# [Written task]
Beginning with the row that contains "of the performer" and continuing through the final row, output each row in a Markdown table with the columns No. and Text, numbering them in order and omitting any blank rows.

--- Begin ---

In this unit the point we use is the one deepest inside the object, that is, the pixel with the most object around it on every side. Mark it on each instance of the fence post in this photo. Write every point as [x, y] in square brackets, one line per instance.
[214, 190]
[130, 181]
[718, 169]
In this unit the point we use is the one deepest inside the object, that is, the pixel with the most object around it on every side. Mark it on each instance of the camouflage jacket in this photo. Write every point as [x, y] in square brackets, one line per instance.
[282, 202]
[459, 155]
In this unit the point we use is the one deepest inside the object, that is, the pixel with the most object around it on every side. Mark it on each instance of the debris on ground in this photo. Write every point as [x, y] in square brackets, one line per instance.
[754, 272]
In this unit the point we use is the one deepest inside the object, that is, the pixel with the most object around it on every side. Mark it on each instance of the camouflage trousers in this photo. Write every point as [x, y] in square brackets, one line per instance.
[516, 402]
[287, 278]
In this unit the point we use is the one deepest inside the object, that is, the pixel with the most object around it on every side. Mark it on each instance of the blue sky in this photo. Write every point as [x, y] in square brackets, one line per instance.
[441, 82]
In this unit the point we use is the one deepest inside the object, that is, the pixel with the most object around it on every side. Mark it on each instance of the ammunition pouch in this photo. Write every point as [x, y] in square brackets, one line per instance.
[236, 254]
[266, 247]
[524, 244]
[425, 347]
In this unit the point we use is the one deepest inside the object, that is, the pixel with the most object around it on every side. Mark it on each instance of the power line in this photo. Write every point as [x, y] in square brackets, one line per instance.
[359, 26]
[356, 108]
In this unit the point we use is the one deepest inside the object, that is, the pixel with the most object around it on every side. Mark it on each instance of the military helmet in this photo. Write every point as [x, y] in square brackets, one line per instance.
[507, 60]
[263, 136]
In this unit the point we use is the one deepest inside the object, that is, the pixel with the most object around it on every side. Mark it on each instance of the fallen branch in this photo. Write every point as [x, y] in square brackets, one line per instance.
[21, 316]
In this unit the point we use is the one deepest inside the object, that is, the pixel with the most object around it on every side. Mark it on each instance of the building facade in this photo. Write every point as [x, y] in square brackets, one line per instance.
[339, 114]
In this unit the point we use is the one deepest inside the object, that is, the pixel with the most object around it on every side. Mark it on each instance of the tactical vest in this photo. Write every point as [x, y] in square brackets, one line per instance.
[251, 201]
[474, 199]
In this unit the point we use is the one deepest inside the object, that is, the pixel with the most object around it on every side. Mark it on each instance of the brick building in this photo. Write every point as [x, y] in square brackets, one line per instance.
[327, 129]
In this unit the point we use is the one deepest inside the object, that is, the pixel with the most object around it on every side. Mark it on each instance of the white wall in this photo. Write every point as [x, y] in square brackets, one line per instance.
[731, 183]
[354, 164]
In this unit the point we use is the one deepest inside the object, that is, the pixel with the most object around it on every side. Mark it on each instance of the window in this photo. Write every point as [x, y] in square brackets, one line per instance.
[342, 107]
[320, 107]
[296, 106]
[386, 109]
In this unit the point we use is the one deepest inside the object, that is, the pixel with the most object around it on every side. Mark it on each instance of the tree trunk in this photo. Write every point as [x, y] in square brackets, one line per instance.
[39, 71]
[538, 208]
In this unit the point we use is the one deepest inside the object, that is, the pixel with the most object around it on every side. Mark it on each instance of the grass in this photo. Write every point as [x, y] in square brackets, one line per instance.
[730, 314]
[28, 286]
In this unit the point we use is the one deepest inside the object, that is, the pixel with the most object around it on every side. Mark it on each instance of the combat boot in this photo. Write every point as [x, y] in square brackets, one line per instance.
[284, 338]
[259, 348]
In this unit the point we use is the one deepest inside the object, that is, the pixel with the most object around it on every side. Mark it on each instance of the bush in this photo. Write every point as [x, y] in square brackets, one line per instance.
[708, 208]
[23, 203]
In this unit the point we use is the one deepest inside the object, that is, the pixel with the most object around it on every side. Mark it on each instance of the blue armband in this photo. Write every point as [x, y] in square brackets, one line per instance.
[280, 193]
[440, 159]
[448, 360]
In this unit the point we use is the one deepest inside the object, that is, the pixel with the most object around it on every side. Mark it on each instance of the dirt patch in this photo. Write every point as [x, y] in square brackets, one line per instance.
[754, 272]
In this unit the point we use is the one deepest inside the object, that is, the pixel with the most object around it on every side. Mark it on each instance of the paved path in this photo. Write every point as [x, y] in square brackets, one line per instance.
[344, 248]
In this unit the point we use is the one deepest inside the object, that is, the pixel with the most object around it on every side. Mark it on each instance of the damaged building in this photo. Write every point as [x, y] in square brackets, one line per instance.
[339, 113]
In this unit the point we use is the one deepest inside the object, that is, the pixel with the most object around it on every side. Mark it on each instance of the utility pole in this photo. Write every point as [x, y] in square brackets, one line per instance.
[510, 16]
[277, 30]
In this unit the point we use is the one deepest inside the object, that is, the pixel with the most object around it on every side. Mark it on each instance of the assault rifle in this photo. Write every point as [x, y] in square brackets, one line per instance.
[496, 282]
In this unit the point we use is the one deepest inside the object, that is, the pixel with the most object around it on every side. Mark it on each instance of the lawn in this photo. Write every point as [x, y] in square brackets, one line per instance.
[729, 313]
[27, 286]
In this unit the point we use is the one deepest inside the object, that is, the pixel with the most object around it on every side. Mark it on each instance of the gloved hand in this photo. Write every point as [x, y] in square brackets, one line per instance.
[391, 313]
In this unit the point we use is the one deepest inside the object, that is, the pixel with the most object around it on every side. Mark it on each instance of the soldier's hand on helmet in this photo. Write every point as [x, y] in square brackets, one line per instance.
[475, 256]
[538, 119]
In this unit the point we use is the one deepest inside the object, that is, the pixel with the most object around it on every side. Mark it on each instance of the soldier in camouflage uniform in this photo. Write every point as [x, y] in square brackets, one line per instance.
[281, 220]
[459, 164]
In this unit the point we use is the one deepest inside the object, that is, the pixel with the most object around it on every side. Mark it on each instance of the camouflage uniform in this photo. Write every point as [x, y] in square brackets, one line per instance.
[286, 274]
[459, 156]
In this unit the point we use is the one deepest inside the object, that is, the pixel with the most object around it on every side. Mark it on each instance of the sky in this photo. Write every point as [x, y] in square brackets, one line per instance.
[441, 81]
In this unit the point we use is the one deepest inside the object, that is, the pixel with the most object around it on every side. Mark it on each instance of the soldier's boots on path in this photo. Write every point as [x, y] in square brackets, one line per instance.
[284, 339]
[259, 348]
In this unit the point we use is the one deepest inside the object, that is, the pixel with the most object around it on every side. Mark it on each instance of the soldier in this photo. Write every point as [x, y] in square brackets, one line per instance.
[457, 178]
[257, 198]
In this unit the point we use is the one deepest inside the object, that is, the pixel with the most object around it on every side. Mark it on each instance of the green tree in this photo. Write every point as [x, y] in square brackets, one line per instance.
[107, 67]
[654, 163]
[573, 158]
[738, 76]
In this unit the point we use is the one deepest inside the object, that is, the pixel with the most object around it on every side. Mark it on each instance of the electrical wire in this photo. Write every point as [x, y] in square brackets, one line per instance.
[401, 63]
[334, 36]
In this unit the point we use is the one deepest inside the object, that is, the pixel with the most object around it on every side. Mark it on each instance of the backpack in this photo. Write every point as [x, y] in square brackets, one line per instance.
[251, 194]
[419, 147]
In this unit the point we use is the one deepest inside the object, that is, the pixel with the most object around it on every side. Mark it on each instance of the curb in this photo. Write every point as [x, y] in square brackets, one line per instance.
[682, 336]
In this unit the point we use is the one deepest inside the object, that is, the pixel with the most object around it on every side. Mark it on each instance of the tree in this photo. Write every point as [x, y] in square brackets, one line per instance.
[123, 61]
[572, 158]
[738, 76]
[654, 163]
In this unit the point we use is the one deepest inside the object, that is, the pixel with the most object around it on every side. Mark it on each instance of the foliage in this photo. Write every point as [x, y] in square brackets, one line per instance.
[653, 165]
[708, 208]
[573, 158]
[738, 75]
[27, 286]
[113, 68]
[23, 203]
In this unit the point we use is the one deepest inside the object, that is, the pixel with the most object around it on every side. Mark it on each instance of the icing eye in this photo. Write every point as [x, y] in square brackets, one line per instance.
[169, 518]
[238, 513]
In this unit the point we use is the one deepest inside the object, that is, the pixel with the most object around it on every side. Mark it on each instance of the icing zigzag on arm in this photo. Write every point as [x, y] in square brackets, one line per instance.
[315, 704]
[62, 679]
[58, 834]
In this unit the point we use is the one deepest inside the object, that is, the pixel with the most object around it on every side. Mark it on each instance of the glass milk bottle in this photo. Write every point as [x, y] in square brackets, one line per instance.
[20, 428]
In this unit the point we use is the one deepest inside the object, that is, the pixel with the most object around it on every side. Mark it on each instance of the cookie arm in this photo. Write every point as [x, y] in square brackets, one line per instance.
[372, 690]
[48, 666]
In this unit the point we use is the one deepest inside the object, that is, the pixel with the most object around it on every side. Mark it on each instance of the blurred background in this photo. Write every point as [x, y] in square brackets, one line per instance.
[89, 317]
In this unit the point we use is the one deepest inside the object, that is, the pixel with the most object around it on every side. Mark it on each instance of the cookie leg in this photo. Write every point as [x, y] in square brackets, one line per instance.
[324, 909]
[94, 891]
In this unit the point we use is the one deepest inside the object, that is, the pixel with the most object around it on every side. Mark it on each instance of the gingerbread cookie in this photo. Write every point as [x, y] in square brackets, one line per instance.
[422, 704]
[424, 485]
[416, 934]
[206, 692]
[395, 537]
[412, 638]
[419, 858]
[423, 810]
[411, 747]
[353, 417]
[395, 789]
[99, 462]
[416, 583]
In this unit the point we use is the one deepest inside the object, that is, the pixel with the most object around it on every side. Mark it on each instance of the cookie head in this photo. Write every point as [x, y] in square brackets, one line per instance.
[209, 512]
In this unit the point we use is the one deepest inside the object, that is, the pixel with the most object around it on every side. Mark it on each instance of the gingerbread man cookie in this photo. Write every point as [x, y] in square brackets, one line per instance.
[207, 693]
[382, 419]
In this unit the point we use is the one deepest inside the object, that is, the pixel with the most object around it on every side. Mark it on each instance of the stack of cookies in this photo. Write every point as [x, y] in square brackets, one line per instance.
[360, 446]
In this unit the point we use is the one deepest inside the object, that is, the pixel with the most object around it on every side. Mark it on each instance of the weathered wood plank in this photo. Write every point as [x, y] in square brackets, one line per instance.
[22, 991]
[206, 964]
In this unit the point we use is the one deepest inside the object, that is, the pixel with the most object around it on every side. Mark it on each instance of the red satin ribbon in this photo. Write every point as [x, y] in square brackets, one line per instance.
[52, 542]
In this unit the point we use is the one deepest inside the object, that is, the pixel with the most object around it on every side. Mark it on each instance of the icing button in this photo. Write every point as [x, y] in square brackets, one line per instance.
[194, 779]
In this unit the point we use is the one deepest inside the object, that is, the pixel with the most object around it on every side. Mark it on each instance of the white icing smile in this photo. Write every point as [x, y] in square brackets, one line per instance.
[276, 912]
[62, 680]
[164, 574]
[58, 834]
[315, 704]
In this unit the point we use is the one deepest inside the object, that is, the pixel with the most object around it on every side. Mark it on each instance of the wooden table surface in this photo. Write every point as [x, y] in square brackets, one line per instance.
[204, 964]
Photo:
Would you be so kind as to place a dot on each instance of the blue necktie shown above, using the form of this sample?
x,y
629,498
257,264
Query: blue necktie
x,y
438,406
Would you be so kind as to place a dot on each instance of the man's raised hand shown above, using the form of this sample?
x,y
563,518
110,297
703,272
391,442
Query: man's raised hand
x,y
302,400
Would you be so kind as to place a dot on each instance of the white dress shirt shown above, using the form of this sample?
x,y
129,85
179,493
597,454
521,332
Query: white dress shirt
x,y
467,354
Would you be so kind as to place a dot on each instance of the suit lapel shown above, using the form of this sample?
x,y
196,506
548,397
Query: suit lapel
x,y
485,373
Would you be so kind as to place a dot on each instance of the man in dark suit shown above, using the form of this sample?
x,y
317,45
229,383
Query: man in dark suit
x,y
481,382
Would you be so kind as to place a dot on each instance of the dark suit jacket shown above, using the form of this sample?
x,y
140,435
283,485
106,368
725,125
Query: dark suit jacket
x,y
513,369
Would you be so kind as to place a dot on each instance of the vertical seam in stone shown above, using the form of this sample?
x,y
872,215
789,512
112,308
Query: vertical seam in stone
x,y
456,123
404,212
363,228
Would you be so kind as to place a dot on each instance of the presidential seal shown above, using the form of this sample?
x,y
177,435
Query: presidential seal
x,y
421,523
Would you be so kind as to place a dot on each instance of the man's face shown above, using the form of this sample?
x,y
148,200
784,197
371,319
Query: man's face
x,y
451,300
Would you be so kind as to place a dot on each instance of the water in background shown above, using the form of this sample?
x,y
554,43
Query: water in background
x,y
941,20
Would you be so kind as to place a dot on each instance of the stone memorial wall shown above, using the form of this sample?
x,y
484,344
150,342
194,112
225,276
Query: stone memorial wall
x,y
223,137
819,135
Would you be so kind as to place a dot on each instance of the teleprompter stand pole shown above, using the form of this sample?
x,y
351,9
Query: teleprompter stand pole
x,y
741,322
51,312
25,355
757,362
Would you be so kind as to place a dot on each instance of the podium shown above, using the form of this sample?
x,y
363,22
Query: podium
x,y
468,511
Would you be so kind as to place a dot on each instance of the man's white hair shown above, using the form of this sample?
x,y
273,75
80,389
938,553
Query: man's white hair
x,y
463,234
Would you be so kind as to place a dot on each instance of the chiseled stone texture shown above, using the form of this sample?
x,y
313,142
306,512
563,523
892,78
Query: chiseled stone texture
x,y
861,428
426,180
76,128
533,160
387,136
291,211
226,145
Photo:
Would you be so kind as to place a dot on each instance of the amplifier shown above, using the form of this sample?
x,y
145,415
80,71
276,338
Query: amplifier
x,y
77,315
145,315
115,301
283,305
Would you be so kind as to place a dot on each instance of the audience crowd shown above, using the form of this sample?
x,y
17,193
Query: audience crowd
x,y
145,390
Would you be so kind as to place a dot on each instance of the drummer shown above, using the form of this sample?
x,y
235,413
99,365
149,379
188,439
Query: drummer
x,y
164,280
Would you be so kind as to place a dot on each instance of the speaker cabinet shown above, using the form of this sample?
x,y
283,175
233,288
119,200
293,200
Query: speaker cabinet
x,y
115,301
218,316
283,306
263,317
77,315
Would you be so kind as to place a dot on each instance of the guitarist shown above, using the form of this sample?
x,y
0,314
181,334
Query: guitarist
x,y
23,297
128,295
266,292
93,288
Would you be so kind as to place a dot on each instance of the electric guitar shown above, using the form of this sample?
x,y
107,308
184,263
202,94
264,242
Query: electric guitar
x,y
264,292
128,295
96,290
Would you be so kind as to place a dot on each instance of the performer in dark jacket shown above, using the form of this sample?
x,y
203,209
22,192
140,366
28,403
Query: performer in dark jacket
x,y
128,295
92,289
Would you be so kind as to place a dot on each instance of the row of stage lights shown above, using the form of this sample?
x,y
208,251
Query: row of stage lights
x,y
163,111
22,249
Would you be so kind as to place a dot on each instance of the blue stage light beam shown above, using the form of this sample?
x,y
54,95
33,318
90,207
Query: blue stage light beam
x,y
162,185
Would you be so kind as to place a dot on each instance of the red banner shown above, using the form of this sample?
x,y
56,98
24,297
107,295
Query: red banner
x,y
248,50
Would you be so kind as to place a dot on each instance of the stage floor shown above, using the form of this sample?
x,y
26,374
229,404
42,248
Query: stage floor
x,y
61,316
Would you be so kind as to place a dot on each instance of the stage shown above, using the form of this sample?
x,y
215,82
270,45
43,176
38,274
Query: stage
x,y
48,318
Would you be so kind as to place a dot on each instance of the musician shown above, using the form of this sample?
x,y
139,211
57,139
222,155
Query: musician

--- End ---

# [Answer below]
| No. | Text |
|---|---|
| 1 | Would you be so kind as to place a dot on each instance of the performer in dark jacket shown above, using the form of this sample? |
| 2 | x,y |
| 3 | 203,209 |
| 4 | 22,192 |
| 5 | 140,366 |
| 6 | 28,403 |
| 7 | Query: performer in dark jacket |
| 8 | x,y |
| 9 | 128,295 |
| 10 | 92,289 |
| 11 | Would you be so kind as to place a dot on each instance of the row of stage lights shown above, using the form of this sample? |
| 12 | x,y |
| 13 | 208,251 |
| 14 | Query: row of stage lights |
| 15 | x,y |
| 16 | 163,111 |
| 17 | 22,249 |
| 18 | Would you be so kind as to place a dot on each instance of the blue stage light beam shown above, using the form of this sample? |
| 19 | x,y |
| 20 | 54,95 |
| 21 | 33,318 |
| 22 | 90,207 |
| 23 | Query: blue stage light beam |
| 24 | x,y |
| 25 | 162,185 |
| 26 | Would you be so kind as to place a dot on each instance of the red banner shown above, using the form of this sample? |
| 27 | x,y |
| 28 | 56,98 |
| 29 | 24,297 |
| 30 | 107,295 |
| 31 | Query: red banner |
| 32 | x,y |
| 33 | 248,50 |
| 34 | Would you be so kind as to place a dot on each instance of the stage floor shown above, using the form of this sample? |
| 35 | x,y |
| 36 | 26,374 |
| 37 | 229,404 |
| 38 | 42,248 |
| 39 | Query: stage floor |
| 40 | x,y |
| 41 | 61,316 |
| 42 | Would you be so kind as to place a dot on each instance of the stage shown above, using the form of this sample? |
| 43 | x,y |
| 44 | 215,82 |
| 45 | 270,45 |
| 46 | 43,176 |
| 47 | 38,274 |
| 48 | Query: stage |
| 49 | x,y |
| 50 | 48,318 |
| 51 | Would you be so kind as to place a dot on each instance of the musician shown above, using the form of this sample? |
| 52 | x,y |
| 53 | 139,211 |
| 54 | 57,139 |
| 55 | 222,155 |
| 56 | Query: musician |